Entries from a dataset =
+===+

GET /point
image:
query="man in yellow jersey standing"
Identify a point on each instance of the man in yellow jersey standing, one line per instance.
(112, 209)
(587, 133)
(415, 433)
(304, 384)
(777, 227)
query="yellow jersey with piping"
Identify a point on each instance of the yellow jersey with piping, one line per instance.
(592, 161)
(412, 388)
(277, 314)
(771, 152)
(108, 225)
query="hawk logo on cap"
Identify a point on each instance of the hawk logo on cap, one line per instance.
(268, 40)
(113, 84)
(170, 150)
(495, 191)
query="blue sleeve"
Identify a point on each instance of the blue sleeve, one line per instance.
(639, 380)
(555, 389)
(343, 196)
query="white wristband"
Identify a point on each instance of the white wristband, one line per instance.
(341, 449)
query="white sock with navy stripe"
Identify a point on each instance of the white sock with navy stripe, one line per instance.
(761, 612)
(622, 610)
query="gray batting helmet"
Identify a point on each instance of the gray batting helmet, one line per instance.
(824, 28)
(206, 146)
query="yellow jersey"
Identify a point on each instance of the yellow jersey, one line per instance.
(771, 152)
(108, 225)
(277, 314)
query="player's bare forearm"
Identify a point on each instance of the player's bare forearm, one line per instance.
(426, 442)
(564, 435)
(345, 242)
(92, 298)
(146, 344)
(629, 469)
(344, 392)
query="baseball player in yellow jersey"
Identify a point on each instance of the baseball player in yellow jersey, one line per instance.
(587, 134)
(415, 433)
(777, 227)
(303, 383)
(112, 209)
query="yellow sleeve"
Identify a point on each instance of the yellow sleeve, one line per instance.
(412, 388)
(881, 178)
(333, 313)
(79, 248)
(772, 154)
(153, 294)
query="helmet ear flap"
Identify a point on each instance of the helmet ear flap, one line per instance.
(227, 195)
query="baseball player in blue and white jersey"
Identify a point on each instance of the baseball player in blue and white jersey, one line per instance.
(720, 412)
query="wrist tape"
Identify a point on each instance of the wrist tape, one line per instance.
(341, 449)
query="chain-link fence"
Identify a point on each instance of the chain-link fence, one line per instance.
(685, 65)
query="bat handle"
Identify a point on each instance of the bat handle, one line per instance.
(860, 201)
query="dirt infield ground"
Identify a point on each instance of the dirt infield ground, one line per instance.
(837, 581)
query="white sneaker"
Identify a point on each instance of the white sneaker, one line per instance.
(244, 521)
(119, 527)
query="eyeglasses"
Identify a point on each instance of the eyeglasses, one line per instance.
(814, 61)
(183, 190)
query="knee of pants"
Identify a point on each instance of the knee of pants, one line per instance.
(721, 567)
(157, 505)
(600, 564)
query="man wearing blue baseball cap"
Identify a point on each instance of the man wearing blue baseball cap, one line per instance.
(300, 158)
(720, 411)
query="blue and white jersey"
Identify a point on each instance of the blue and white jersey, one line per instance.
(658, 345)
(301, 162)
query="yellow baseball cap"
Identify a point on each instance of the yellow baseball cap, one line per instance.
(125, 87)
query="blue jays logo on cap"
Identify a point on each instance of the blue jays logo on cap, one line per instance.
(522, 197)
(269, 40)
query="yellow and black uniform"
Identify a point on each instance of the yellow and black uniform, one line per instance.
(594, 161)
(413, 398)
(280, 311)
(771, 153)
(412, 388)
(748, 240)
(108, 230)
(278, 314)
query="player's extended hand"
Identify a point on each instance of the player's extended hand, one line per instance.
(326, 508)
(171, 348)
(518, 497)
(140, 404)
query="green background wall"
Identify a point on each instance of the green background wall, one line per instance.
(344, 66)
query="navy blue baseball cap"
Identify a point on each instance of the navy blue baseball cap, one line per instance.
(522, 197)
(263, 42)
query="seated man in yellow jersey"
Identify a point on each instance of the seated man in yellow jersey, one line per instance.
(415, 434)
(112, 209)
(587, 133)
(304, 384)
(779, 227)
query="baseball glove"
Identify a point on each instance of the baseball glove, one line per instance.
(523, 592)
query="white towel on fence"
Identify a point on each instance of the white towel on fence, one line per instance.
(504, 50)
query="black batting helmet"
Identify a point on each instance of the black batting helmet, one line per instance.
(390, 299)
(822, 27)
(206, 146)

+===+

SET EXERCISE =
Write out the listing once more, matching it exactly.

WORKED SOLUTION =
GET /point
image:
query="man in yellow jersey standing"
Identify a point on each instance of the man in yellow jersey standing, one line per instance.
(112, 209)
(587, 133)
(415, 433)
(304, 384)
(777, 227)
query="yellow jersey with piping"
Identify a point on each instance of the yellow jersey with piping, one line per instance.
(592, 161)
(412, 388)
(277, 314)
(771, 152)
(108, 225)
query="hawk logo on cap"
Identify a point on each instance of the hawk logo on cap, one line per instance.
(268, 40)
(113, 84)
(170, 150)
(495, 191)
query="blue sleeve"
Identify a point on each instance of the blue sleeve, one line per instance.
(639, 380)
(555, 389)
(343, 196)
query="white wristband"
Identify a point on each instance of the white wristband, one line per instance.
(341, 449)
query="white sock with navy stripe"
Identify a point on each instance of the white sock with navy stripe, one line per instance.
(761, 612)
(622, 610)
query="gray batting helmet"
Identify a point on each instance of the gray batting helmet, one line per instance.
(824, 28)
(206, 146)
query="yellow jersey"
Identify a point on each instance of the yellow jersey, one line per instance.
(771, 152)
(108, 225)
(277, 314)
query="player's bare forearm"
Identify a point on each instance of the player's bare forearm, one line per instance.
(426, 442)
(564, 435)
(345, 242)
(92, 298)
(146, 344)
(629, 469)
(344, 392)
query="baseball player in yellow jersey"
Identify a point on each instance of the baseball player in yellow jersey, one line per instance.
(587, 134)
(415, 433)
(777, 227)
(303, 383)
(112, 209)
query="yellow sleeve"
Identify a point on each instance of the yellow sleeve, one line per instance.
(412, 388)
(881, 178)
(333, 313)
(79, 248)
(772, 154)
(153, 294)
query="helmet ear flap"
Identify a point on each instance of the helmet ear flap, one line per instance.
(227, 195)
query="baseball player in blue and white jersey"
Identify a point on each instance of the baseball player in blue and white jersey, one line per instance.
(720, 412)
query="wrist tape"
Identify a point on each instance of the wrist tape, one line per instance.
(341, 449)
query="chain-link fence"
Identify a point on each instance of the chain-link fence, one line per instance.
(685, 65)
query="bat handle"
Identify a point on each instance of the bat handle, one line per instance.
(860, 201)
query="dirt infield ground"
Identify a point on each instance of the dirt infield ground, one line per instance.
(837, 581)
query="white sneaker"
Identify a point on each instance of the white sneaker, one line per instance.
(244, 521)
(119, 527)
query="eyeglasses"
Identify a point on each instance of the eyeglasses, one line per instance.
(814, 61)
(183, 190)
query="knee of pants"
Identify a point on each instance of the knee of pants, one line per instance.
(721, 567)
(157, 505)
(600, 564)
query="man wearing blue baseball cap"
Identify a point on each instance of the man wearing blue baseball cap, one line per instance.
(300, 158)
(720, 411)
query="blue and white jersey"
Identify a point on each instance of the blue and white jersey, one line per instance.
(658, 345)
(301, 162)
query="yellow baseball cap"
Identify a point on each instance of the yellow baseball cap, one line per instance.
(125, 87)
query="blue jays logo on cap"
Identify a point on each instance of the blue jays logo on cap, one line per instance.
(522, 197)
(269, 40)
query="yellow and black uniform"
Identify a point on each instance of the yellow and black uniform, one line per instance.
(594, 161)
(413, 398)
(280, 311)
(771, 153)
(412, 388)
(748, 240)
(108, 230)
(278, 314)
query="player's extended hand"
Identify a point on each instance of the player's extended hand, one line per instance.
(326, 508)
(171, 348)
(518, 497)
(140, 404)
query="green background wall"
Identify a point on each instance of the green background wall, one line per instance.
(344, 66)
query="navy blue baseball cap"
Identify a point on each instance of the navy blue baseball cap, one line per instance.
(522, 197)
(263, 42)
query="seated man in yellow jersey"
Identify a point on each instance of the seated man in yellow jersey, one line per instance.
(415, 434)
(112, 209)
(587, 133)
(304, 384)
(779, 227)
query="baseball glove"
Identify a point on each instance of the baseball glove, one line per instance.
(523, 592)
query="white towel on fence"
Identify a point on each instance of the white towel on fence, one line per instance.
(504, 50)
query="black batting helmet"
Identify a point on each instance of the black batting helmet, one line per instance.
(390, 299)
(822, 27)
(206, 146)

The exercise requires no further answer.